_WHAT YOU WILL DO:_
Swap "headband" for "hair band" everywhere it appears in the records below, and give all the records back with nothing else changed. Leave the pictures out of your answer.

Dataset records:
## Start

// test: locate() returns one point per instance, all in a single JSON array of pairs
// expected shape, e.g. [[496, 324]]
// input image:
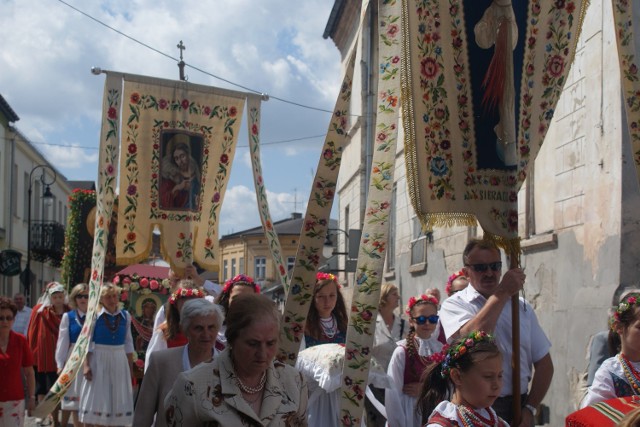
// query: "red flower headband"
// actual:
[[185, 293], [427, 299], [240, 278], [327, 276], [450, 280]]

## End

_SOLUTION FOR THIS PROBLEM:_
// test: locate() returns one point per instance, all in a single JSON array of pairs
// expected shape, e.g. [[496, 324]]
// input image:
// query: "red flower hair band"
// actual:
[[185, 293], [427, 299], [240, 278], [327, 276], [450, 280]]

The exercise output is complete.